▶ [ACTION ITEM A]:
In the Kazakhstan elections article, which polling location was Ayan Kalmurat expelled from?
▶ [ACTION ITEM B]:
Please write out the Kazakhstan elections article from "Electoral officials also" up to and including "a phone interview.", swapping "correspondents" for "reporters".

▶ [SELECTED EXCERPT]:
- - - - -

Law enforcement officers are seen in Almaty, Kazakhstan, on January 10, 2021. Authorities obstructed and harassed journalists covering the country's parliamentary elections on that day. (Reuters/Pavel Mikheyev)

Authorities harass, obstruct journalists covering Kazakhstan parliamentary elections

On January 10, 2021, Kazakh law enforcement officers and electoral officials harassed and interfered with the work of at least seven journalists who were covering parliamentary elections in the country, according to news reports and journalists who spoke to CPJ.

In Nur-Sultan, the capital, a police officer grabbed the phone of Saniya Toiken, a correspondent with the Kazakh service of the U.S. Congress-funded broadcaster Radio Free Europe/Radio Liberty, while she was filming police detain local activists, according to a report by her employer, posts by the journalist on her personal Facebook page, and Toiken, who spoke with CPJ via messaging app.

The officer deleted some of the videos Toiken had taken and then returned her phone, which had been cracked when the officer confiscated it, according to those sources.

Electoral officials also expelled two RFE/RL correspondents from voting sites for failing to present negative COVID-19 test results: Ayan Kalmurat, expelled from polling location No. 173 in the southern city of Almaty, and Nurtai Lakhanuly, from location No. 893 in the southeastern village of Zhalgamys, according to news reports by RFE/RL and Kalmurat, who spoke with CPJ in a phone interview.

In December, the Kazakh government issued a decree requiring members of electoral commissions, proxies, and electoral observers to provide negative test results at polling sites, but the decree did not extend that requirement to members of the press.

Kalmurat told CPJ that, as he was being expelled, a man who introduced himself as Nurzhan Iskakov, the head of the local election commission, pushed him, twisted his arms, forcefully grabbed his phone, and tried to delete a video from it, but Kalmurat managed to take the phone back.

Later that day, the head of the territorial election commission, Zhanna Asanova, alleged that Kalmurat had introduced himself as an election observer, not a journalist, according to Kalmurat and news reports. Kalmurat disputed that characterization, saying he clearly identified himself as an RFE/RL correspondent, and presented his press card and a written assignment form when he arrived at the station.

Also on January 10, an unidentified election commission representative at voting site No. 446, in the southeastern village of Enbekshi, expelled RFE/RL correspondent Asylkhan Mamashuly while he was covering alleged voting irregularities, according to reports by his employer and by Adil Soz, a local nongovernmental press freedom advocacy organization.

- - - - -

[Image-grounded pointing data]
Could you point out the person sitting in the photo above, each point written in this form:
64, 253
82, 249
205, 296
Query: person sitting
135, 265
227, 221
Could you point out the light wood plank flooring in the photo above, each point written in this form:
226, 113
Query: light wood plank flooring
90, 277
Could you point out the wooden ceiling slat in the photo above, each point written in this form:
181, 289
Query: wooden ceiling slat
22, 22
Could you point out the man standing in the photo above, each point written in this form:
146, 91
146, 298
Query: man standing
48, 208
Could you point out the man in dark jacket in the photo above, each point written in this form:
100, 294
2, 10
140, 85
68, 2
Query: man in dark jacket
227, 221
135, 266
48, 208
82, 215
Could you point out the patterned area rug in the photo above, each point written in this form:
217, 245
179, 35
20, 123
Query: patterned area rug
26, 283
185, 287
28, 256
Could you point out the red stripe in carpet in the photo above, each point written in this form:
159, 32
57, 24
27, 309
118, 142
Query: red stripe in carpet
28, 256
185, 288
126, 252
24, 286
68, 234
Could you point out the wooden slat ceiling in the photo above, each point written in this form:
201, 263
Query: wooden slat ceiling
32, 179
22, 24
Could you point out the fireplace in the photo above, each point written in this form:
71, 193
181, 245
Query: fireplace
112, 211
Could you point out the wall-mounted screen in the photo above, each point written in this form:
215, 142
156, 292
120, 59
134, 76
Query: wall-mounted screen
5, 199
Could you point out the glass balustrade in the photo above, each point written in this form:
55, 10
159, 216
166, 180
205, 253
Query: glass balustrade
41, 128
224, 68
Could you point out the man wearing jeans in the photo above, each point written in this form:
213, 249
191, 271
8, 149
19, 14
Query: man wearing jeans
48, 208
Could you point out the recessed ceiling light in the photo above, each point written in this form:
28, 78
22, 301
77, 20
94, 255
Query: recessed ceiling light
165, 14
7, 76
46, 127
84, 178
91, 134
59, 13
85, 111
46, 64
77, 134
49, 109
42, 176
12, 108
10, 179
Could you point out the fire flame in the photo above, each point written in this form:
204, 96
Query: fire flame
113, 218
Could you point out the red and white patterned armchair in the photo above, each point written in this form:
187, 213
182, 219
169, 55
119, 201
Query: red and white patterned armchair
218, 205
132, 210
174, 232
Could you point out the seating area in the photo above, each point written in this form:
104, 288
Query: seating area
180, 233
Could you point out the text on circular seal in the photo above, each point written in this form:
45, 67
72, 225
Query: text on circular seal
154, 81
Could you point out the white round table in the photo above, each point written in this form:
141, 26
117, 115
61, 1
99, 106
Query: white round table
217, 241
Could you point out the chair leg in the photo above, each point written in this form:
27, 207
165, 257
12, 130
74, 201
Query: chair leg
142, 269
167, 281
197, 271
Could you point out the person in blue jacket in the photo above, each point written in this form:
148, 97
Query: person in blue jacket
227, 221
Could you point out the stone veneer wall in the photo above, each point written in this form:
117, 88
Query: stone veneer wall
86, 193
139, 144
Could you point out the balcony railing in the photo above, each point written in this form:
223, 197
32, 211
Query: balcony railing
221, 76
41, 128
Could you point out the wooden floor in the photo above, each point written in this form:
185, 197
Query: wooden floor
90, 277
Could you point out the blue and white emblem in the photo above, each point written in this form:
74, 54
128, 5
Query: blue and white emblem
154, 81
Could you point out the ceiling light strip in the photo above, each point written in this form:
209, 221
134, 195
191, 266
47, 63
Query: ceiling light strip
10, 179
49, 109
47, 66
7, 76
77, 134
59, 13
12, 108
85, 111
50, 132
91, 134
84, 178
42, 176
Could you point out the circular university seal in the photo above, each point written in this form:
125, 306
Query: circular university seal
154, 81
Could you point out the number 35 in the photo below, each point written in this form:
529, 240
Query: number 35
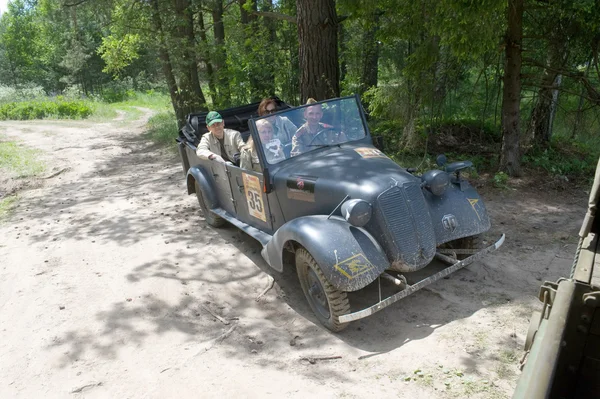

- - - - -

▶ [ANSWER SPACE A]:
Polling location No. 173 in the southern city of Almaty.

▶ [ANSWER SPACE B]:
Electoral officials also expelled two RFE/RL reporters from voting sites for failing to present negative COVID-19 test results: Ayan Kalmurat, expelled from polling location No. 173 in the southern city of Almaty, and Nurtai Lakhanuly, from location No. 893 in the southeastern village of Zhalgamys, according to news reports by RFE/RL and Kalmurat, who spoke with CPJ in a phone interview.